YOUR TASK :: An exact reproduction of the entries is needed. Keep all pictures out of it.

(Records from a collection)
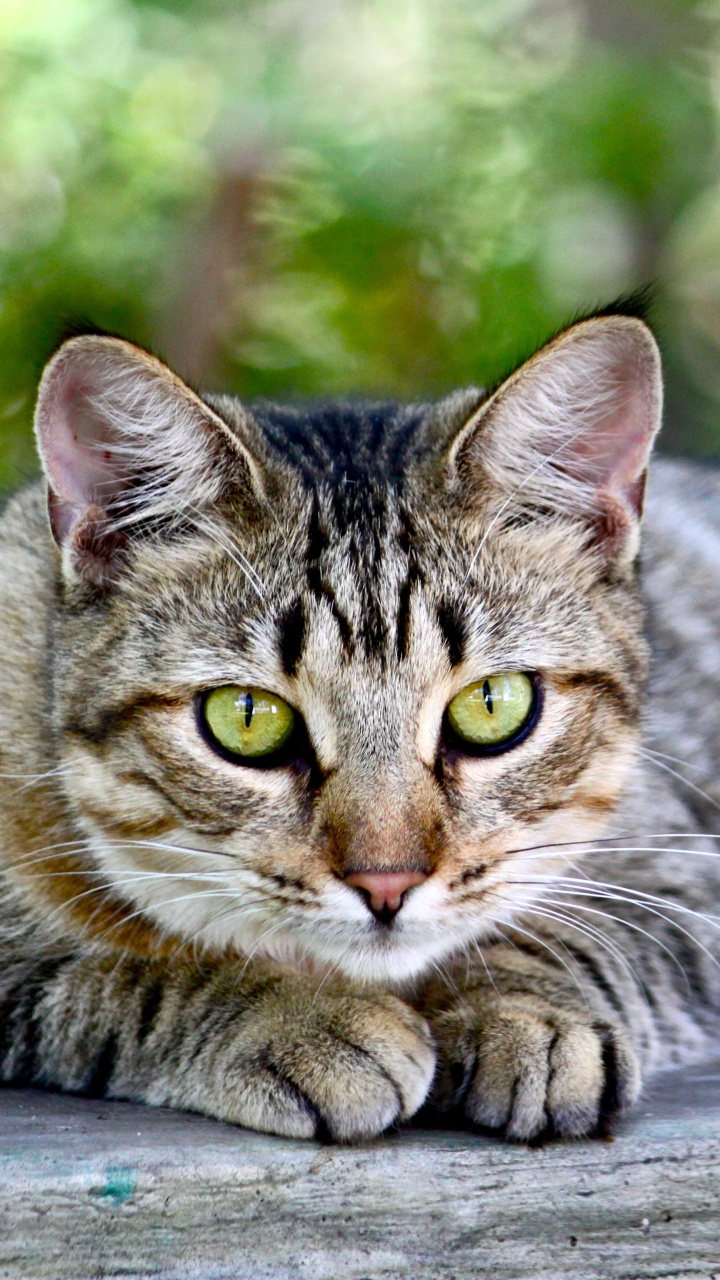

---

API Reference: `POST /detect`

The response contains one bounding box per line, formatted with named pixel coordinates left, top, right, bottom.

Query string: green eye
left=447, top=673, right=536, bottom=750
left=202, top=686, right=296, bottom=759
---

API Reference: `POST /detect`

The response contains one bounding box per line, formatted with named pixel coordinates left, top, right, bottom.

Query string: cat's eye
left=202, top=686, right=296, bottom=760
left=446, top=672, right=537, bottom=752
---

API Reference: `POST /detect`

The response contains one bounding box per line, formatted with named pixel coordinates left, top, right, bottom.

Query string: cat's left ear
left=446, top=315, right=663, bottom=565
left=34, top=335, right=269, bottom=586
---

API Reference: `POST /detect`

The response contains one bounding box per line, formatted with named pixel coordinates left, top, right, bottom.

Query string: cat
left=1, top=301, right=719, bottom=1145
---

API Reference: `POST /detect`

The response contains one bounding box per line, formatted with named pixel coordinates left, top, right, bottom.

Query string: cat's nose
left=344, top=870, right=428, bottom=922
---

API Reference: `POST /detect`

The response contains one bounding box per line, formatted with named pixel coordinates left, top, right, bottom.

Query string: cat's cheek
left=60, top=746, right=180, bottom=841
left=445, top=721, right=639, bottom=836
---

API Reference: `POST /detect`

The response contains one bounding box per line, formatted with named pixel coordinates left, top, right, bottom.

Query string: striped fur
left=0, top=314, right=718, bottom=1143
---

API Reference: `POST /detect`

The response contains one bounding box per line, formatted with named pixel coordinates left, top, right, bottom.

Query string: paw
left=429, top=994, right=640, bottom=1140
left=188, top=981, right=436, bottom=1143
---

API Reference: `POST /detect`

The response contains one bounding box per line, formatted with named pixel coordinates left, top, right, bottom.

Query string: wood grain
left=1, top=1061, right=719, bottom=1279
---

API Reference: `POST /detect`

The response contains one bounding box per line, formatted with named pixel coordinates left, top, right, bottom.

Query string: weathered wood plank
left=1, top=1061, right=720, bottom=1280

ANSWER SPACE ::
---

API Reference: `POST /detect`

The response contains one bounding box per line, formatted with named pixel coordinates left, top, right, bottom.

Query string: green eye
left=447, top=673, right=536, bottom=750
left=202, top=686, right=296, bottom=759
---

API Reference: `POST /detect`

The response contains one bounding box per line, formatted with named pixel coordinates left, top, right, bottom.

Query string: cat's eye
left=202, top=686, right=296, bottom=760
left=446, top=672, right=537, bottom=752
---

API Reference: `POST /detect`

The response contains one bounding box per line, formatted with named pixel coordinates left, top, right, bottom.

Query string: cat's left ear
left=446, top=315, right=663, bottom=565
left=34, top=335, right=269, bottom=586
---

API Reference: `POST /detect`

The response contains one bounding box per line, formatted with named pixel coordinates left, top, right, bottom.

Query string: cat
left=1, top=301, right=719, bottom=1145
---

API Reference: `POST /detect`

The response contains one bounding box per line, formatted with named pixel coordinates left, top, right, bottom.

Query string: cat's nose
left=344, top=870, right=428, bottom=922
---

API Reference: `POST /detect`

The response contains one bounding box per line, formatted with named pixel coordinates left, top, right, bottom.

Query string: cat's cheek
left=60, top=746, right=180, bottom=841
left=445, top=721, right=639, bottom=836
---

API Reference: `POST /detect`

The response contains one bounding box per line, formatted with named pixel coordinates left, top, right, bottom.

Query string: striped fur
left=0, top=314, right=718, bottom=1143
---

API Reference: `POST /detect`

The response contains one bounding box per line, formatted with named pixel coordinates left, top, right, bottom.

Query string: paw
left=429, top=994, right=640, bottom=1140
left=188, top=981, right=436, bottom=1143
---

API Reference: `POST /detect`

The response contains one bounding box per line, formatted with named pixel coordinates left, top, right, bottom.

Query string: wood grain
left=1, top=1061, right=719, bottom=1279
---

API Reference: `POST /detect`

The response contains one bounding box per line, formatted with named pixel coordinates left, top, right, bottom.

Query string: weathered wood plank
left=1, top=1061, right=720, bottom=1280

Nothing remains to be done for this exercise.